| Work instructions |
Extract, exactly as written, all lines of the material below from the line that includes "Can you see the silver" through its last line.

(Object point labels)
+---+

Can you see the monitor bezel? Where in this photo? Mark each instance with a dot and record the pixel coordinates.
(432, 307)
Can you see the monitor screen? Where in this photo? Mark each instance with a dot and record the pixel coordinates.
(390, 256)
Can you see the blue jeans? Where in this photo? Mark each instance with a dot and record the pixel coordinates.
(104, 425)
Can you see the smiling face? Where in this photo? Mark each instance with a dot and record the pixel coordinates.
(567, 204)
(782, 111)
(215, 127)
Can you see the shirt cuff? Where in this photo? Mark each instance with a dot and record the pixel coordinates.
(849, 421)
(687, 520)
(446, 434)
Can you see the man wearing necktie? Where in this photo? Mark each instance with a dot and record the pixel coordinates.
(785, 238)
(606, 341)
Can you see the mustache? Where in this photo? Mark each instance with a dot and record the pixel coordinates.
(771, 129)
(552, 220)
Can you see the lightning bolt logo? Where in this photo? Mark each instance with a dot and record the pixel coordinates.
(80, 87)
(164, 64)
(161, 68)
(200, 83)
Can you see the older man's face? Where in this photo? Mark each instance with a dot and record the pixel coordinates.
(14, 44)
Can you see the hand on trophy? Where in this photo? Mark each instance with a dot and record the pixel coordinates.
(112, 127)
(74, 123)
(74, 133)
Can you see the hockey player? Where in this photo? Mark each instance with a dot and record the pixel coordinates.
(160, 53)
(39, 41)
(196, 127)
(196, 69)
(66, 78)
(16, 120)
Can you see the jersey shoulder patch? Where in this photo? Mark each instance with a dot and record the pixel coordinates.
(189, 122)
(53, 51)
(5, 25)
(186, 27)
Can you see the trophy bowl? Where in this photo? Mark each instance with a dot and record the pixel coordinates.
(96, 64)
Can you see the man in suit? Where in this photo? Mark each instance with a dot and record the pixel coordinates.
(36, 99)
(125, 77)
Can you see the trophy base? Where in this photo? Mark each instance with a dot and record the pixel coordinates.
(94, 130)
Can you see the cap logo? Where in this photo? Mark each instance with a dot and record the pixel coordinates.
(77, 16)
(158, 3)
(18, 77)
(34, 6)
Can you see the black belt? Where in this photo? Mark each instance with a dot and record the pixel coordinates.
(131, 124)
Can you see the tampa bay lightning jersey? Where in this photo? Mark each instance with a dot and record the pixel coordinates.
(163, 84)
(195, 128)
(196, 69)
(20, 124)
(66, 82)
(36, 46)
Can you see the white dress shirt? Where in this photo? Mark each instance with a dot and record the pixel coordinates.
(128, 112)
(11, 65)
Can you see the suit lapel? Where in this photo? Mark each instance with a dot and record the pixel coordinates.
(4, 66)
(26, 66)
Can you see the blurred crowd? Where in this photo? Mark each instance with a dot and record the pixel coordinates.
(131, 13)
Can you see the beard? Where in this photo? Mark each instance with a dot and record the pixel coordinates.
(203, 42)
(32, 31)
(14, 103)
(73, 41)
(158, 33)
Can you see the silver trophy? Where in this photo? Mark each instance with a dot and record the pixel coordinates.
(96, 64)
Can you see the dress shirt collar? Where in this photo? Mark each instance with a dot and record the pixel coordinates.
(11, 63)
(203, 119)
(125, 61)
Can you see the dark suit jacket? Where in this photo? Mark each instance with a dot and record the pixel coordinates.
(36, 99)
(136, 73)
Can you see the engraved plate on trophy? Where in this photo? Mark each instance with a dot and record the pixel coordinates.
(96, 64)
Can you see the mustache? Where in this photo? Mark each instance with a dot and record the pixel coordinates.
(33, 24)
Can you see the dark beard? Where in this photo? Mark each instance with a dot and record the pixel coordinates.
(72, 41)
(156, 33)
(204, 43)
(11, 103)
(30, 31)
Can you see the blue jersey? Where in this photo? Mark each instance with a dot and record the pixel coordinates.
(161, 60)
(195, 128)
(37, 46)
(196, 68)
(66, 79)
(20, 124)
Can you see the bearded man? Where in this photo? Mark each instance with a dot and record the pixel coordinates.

+---+

| Answer below |
Can you see the silver trophy? Where in this photo? Mark each instance with a dot and record the pixel coordinates.
(96, 64)
Can you see the dress shirt collar? Where in this photo? Mark each instance with a dot and record the pixel coordinates.
(11, 63)
(203, 119)
(125, 61)
Can you see the dark suit jacket? Where in this photo? Mark each instance with a dot and record the pixel coordinates.
(36, 99)
(136, 73)
Can you see the engraved plate on trophy? Where in this photo? Mark each instance with a dot and record the pixel coordinates.
(96, 64)
Can you see the mustache? Where in this photo? Mark each instance with a dot and record the pixel coordinates.
(33, 24)
Can you see the dark beard? Where in this photo? Mark each instance with a dot and record the pixel coordinates.
(72, 41)
(156, 33)
(204, 43)
(11, 103)
(30, 31)
Can you see the blue jersey? Where in this photo? Mark each instance with a dot and record the pixel coordinates.
(161, 60)
(195, 128)
(37, 46)
(196, 68)
(66, 79)
(20, 124)
Can you see the bearded man? Where in this photo? Mark each instance with a dot and record the pixel coordinates.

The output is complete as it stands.